### Work instruction:
Could you output the entire listing without altering anything?

### Input data:
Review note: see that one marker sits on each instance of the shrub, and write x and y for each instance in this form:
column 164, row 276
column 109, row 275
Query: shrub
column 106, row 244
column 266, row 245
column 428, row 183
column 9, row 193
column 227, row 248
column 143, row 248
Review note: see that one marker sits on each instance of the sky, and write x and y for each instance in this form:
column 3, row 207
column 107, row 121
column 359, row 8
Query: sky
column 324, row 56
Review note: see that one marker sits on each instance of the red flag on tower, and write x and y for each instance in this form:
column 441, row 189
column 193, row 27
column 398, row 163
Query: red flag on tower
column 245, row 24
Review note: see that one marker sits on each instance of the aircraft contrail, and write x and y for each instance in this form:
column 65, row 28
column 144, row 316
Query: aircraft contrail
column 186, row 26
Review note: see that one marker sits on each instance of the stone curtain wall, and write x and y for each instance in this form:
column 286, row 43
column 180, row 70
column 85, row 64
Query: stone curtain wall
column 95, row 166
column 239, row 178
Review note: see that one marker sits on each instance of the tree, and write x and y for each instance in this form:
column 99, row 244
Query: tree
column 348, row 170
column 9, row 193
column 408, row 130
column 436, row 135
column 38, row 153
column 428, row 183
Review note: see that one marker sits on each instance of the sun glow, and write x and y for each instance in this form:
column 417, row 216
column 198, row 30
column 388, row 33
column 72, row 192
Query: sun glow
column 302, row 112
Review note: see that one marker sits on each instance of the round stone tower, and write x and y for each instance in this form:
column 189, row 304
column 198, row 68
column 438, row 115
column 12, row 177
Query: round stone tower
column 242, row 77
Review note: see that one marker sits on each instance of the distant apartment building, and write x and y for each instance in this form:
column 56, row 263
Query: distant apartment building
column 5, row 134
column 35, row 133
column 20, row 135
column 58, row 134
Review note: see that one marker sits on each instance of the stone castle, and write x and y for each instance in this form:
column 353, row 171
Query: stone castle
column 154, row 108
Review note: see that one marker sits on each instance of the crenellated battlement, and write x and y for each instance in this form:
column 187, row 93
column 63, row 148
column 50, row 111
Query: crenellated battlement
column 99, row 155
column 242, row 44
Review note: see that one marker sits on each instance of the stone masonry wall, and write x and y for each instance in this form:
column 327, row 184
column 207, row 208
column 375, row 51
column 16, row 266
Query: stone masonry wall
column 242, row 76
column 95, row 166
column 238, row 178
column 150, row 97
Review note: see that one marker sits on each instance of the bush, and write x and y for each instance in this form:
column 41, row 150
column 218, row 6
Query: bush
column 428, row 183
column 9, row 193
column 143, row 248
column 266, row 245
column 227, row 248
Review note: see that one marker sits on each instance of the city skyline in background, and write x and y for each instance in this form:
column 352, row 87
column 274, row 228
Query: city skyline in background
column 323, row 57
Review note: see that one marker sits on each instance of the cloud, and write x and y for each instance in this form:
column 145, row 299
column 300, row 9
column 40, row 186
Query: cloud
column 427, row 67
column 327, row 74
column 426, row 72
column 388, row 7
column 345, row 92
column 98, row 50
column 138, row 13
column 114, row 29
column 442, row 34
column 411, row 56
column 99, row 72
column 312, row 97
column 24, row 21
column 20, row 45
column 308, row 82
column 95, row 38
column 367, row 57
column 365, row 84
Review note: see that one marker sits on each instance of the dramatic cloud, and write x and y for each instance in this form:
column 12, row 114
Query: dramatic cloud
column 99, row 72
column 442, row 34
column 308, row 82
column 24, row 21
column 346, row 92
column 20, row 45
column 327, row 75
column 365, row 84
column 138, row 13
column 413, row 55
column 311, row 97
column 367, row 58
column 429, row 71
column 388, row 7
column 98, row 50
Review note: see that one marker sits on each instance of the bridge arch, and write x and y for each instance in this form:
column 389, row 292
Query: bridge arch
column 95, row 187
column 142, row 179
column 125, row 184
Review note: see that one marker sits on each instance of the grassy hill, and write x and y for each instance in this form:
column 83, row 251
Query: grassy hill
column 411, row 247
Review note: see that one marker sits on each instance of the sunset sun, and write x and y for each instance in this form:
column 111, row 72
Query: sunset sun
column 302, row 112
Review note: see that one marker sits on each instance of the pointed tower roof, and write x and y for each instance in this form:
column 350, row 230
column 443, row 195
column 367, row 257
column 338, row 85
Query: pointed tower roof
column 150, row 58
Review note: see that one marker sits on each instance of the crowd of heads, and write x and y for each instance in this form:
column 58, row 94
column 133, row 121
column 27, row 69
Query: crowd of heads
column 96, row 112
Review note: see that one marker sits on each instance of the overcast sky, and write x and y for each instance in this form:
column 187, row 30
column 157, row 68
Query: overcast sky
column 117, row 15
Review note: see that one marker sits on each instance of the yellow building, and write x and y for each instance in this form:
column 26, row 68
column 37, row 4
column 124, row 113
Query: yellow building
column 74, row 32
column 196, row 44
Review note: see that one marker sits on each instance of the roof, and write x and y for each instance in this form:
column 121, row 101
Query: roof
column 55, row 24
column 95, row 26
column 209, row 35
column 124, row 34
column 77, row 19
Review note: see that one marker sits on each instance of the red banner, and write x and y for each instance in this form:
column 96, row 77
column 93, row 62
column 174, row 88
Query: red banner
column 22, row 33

### Task response:
Review note: see that one marker sits on each instance of the shrub, and write x and y for each instance in this form:
column 164, row 276
column 109, row 275
Query: shrub
column 106, row 244
column 266, row 245
column 428, row 183
column 9, row 193
column 227, row 248
column 143, row 248
Review note: see that one marker sits on each instance of the sky, and write x and y for each instance in this form:
column 3, row 207
column 107, row 121
column 359, row 8
Query: sky
column 324, row 56
Review note: see that one marker sits on each instance of the red flag on tower, and write x and y for each instance in this form:
column 441, row 189
column 193, row 27
column 398, row 163
Query: red flag on tower
column 245, row 24
Review note: see that one marker sits on each instance of the aircraft contrail, and write x and y for each instance in this form:
column 65, row 28
column 144, row 316
Query: aircraft contrail
column 186, row 26
Review note: see that one marker sits on each instance of the stone curtain wall, and write x and y for each instance in this form:
column 286, row 43
column 180, row 70
column 85, row 64
Query: stone curtain wall
column 95, row 166
column 239, row 178
Review note: see that one marker sits on each instance of the tree, and write x and y for each instance in this form:
column 99, row 244
Query: tree
column 348, row 170
column 9, row 193
column 408, row 130
column 436, row 135
column 38, row 153
column 428, row 183
Review note: see that one marker sits on each instance of the sun glow, and write x and y for each instance in this form:
column 417, row 216
column 198, row 30
column 388, row 33
column 72, row 192
Query: sun glow
column 302, row 112
Review note: see that one marker sits on each instance of the round stone tower, and write x and y for each instance in this form:
column 189, row 304
column 198, row 68
column 438, row 115
column 12, row 177
Query: round stone tower
column 242, row 77
Review note: see that one marker sits on each instance of the distant apartment building, and write x and y for each instance in this form:
column 56, row 263
Query: distant apartment building
column 5, row 134
column 35, row 133
column 20, row 135
column 58, row 134
Review note: see that one marker sits on each instance of the stone castle, and write x and y for each instance in this form:
column 353, row 171
Query: stone castle
column 154, row 108
Review note: see that one marker sits on each instance of the crenellated battlement, and write x and y for each instance in this form:
column 187, row 93
column 63, row 148
column 50, row 111
Query: crenellated battlement
column 99, row 155
column 242, row 44
Review note: see that one marker sits on each instance of the stone masonry wall, and write x and y for each instance in this form:
column 327, row 184
column 207, row 208
column 375, row 51
column 16, row 266
Query: stone masonry wall
column 242, row 76
column 95, row 166
column 238, row 178
column 150, row 97
Review note: see that one marker sits on each instance of the bush, and write x and y for each instance in this form:
column 41, row 150
column 218, row 6
Query: bush
column 428, row 183
column 9, row 193
column 143, row 248
column 266, row 245
column 227, row 248
Review note: see that one marker sits on each instance of the city skyline in background, and write x and y for each instance in this form:
column 352, row 87
column 274, row 228
Query: city skyline in background
column 323, row 57
Review note: see that one marker sits on each instance of the cloud, and write x and y for each instance in this form:
column 145, row 299
column 300, row 9
column 40, row 186
Query: cloud
column 427, row 67
column 327, row 74
column 426, row 72
column 388, row 7
column 345, row 92
column 98, row 50
column 138, row 13
column 114, row 29
column 442, row 34
column 411, row 56
column 99, row 72
column 312, row 97
column 24, row 21
column 20, row 45
column 308, row 82
column 95, row 38
column 367, row 57
column 365, row 84
Review note: see that one marker sits on each instance of the dramatic cloud, and write x and y for each instance in this form:
column 12, row 114
Query: dramatic cloud
column 99, row 72
column 442, row 34
column 308, row 82
column 24, row 21
column 346, row 92
column 20, row 45
column 327, row 75
column 365, row 84
column 138, row 13
column 413, row 55
column 311, row 97
column 367, row 58
column 429, row 71
column 388, row 7
column 98, row 50
Review note: see that one marker sits on each instance of the bridge arch, and write x and y for each instance in this form:
column 389, row 292
Query: bridge arch
column 95, row 187
column 142, row 179
column 125, row 184
Review note: see that one marker sits on each instance of the grassy hill, and write x and y for each instance in this form:
column 83, row 251
Query: grassy hill
column 411, row 247
Review note: see that one marker sits on each instance of the sunset sun, and write x and y for each instance in this form:
column 111, row 72
Query: sunset sun
column 302, row 112
Review note: see that one marker sits on each instance of the pointed tower roof, and write x and y for each instance in this form:
column 350, row 230
column 443, row 195
column 367, row 257
column 338, row 85
Query: pointed tower roof
column 150, row 58
Review note: see that one marker sits on each instance of the crowd of heads, and write x and y for each instance in this form:
column 58, row 94
column 133, row 121
column 27, row 69
Query: crowd of heads
column 96, row 112
Review note: see that one marker sits on each instance of the overcast sky, and write x and y for each instance in this form:
column 187, row 30
column 157, row 68
Query: overcast sky
column 117, row 15
Review note: see that one marker sits on each instance of the yellow building, and write x and y for each instance in this form:
column 26, row 68
column 37, row 4
column 124, row 113
Query: yellow building
column 74, row 32
column 196, row 44
Review note: see that one marker sits on each instance of the roof, and write x and y for each instance in this form:
column 121, row 101
Query: roof
column 55, row 24
column 95, row 26
column 209, row 35
column 124, row 34
column 77, row 19
Review note: see that one marker sits on each instance of the red banner, and write x and y for each instance in this form:
column 96, row 77
column 93, row 62
column 174, row 88
Query: red banner
column 22, row 33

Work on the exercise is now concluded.